* [Exercise goal]: Convert the lines from the one containing "target | floor tile grout line" through the end of the lines into a JSON list of strings, one string per line, with blank lines omitted.

* [Records for the task]:
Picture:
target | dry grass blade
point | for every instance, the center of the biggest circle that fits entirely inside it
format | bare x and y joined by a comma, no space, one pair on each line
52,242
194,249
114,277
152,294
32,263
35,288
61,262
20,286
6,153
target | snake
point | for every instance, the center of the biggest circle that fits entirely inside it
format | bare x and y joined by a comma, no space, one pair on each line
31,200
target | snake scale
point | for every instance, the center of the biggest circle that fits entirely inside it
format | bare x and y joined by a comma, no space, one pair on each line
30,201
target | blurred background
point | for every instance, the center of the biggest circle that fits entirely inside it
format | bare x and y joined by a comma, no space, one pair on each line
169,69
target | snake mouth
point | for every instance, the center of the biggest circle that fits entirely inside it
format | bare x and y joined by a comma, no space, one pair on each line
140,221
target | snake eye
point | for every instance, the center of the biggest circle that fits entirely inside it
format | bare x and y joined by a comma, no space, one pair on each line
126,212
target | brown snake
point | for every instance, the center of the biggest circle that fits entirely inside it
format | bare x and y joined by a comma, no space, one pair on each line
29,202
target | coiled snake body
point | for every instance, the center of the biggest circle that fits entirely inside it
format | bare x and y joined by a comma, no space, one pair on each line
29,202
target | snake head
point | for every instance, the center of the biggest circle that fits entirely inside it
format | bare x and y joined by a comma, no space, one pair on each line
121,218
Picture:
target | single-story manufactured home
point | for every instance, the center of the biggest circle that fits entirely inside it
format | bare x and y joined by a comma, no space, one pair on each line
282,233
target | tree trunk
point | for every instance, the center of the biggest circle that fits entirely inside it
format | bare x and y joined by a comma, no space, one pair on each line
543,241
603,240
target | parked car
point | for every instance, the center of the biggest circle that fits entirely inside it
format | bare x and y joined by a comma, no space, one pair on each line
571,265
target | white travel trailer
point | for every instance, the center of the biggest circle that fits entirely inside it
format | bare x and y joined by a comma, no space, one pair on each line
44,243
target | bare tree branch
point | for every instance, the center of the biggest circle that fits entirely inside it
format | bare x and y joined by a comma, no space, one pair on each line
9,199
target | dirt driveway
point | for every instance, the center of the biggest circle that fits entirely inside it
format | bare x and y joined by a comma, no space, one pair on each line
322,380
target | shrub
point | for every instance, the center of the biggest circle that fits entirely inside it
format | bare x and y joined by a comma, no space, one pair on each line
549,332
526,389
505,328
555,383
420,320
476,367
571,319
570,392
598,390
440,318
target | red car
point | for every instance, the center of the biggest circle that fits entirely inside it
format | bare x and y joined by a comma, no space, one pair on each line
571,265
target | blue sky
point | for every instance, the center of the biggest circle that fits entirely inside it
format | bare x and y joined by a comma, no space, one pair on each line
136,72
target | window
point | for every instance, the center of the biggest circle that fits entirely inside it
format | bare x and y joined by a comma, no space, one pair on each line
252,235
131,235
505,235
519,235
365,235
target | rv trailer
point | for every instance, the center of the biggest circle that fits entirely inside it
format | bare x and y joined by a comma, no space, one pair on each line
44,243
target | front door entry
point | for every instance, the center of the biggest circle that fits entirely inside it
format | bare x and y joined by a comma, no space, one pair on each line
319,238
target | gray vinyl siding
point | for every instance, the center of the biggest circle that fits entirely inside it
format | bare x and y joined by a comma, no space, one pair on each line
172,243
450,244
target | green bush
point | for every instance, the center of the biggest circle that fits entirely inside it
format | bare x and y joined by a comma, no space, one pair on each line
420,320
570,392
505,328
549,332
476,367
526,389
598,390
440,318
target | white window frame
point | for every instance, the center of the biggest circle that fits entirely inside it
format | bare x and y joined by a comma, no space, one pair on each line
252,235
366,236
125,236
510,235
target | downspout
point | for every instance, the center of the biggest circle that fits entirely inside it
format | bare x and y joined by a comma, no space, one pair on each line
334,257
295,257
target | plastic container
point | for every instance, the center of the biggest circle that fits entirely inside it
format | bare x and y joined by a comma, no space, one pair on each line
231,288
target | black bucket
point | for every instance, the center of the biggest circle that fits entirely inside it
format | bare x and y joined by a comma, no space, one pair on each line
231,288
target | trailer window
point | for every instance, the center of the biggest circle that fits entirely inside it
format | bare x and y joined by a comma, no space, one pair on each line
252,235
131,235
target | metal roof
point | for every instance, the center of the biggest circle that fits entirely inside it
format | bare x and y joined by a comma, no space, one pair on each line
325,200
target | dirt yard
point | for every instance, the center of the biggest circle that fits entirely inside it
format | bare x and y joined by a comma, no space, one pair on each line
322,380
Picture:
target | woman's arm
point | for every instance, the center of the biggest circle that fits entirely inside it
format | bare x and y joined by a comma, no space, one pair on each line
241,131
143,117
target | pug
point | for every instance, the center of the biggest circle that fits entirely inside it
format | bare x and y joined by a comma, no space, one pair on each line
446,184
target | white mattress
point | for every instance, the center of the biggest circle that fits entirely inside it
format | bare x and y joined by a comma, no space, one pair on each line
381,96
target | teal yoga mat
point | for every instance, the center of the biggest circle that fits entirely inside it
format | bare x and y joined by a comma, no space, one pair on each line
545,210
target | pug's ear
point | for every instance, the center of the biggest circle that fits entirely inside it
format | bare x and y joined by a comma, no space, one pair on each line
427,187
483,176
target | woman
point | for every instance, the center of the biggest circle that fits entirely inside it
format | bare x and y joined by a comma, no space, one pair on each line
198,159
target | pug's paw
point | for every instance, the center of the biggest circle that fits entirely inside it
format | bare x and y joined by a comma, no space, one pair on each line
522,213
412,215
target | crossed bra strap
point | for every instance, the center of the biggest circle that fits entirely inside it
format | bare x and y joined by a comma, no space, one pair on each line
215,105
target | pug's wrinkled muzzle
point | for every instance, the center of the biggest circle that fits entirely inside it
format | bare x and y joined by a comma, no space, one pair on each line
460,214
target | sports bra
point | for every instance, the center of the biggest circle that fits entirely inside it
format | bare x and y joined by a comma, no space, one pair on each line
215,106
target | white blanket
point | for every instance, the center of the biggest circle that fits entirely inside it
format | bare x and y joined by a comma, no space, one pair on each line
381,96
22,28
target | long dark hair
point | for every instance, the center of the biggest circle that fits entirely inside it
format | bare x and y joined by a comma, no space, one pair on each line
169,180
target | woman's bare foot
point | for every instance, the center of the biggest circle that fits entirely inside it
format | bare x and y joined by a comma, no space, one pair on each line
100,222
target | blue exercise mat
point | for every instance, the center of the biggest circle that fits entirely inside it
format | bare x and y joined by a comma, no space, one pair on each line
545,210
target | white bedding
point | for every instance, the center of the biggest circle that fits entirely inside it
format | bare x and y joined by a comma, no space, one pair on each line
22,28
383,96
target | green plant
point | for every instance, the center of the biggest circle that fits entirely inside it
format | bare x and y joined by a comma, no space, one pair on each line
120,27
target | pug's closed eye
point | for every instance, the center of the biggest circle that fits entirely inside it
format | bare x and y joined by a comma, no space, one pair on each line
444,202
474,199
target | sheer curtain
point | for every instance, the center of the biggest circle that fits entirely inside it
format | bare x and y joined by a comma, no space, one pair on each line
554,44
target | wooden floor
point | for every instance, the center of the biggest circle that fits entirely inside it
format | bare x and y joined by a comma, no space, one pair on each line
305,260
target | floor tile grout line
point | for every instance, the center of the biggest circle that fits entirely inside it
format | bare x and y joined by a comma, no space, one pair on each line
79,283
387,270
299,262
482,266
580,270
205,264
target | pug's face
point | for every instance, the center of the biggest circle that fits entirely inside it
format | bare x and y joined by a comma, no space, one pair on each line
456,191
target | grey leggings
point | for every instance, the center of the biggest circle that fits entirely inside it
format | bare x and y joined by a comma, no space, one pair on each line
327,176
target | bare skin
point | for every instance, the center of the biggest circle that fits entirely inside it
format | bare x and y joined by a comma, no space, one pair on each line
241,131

* [Result of this exercise]:
[
  "target | floor tile grout line",
  "point | for every instance, the center of the biggest circle that fits entirely inside it",
  "format | bare x and y joined by a comma, no space, one pair on each line",
  "79,283",
  "387,270",
  "299,262",
  "482,266",
  "580,270",
  "205,264",
  "target | pug's face",
  "point | for every instance, the center of the biggest circle that fits entirely inside it",
  "format | bare x and y joined by a comma, no space, one pair on each line",
  "456,191",
  "target | grey leggings",
  "point | for every instance, the center of the biggest circle that fits entirely inside it",
  "format | bare x and y joined by a comma, no space, one pair on each line",
  "327,176",
  "target | bare skin",
  "point | for every instance, the center of the biggest circle that fits entirely inside it",
  "format | bare x and y joined by a comma, no space, one pair on each line",
  "241,131"
]